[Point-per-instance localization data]

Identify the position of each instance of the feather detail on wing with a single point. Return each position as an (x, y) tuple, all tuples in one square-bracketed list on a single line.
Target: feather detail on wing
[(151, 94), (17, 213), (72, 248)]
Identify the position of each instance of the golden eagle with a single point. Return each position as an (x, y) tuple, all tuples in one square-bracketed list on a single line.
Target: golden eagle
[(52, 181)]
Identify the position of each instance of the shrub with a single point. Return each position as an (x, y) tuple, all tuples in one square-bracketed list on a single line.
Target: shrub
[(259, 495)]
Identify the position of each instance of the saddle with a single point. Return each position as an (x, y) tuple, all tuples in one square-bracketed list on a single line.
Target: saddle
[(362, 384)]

◆ YOUR GOAL
Produce the entries again, character for character.

◆ PROBLEM SOLUTION
Identify the position of each instance of the feather detail on wing with a single point. Return each position as an (x, y) tuple, all tuples in one square-bracketed list on a single line.
Target: feather detail on wing
[(151, 94), (17, 213), (72, 248)]
Identify the position of each instance of the golden eagle with a single point. Return each position as an (x, y) tuple, all tuples in one square-bracketed list on a single line.
Target: golden eagle
[(52, 181)]
Identify the position of each instance of the shrub with a single point. Return each position as an (x, y) tuple, all tuples in one square-bracketed list on a single line.
Target: shrub
[(259, 495)]
Identify the position of each instance of the saddle with a single point. Return each position as an (x, y) tuple, all tuples in one square-bracketed list on a single line.
Target: saddle
[(362, 384)]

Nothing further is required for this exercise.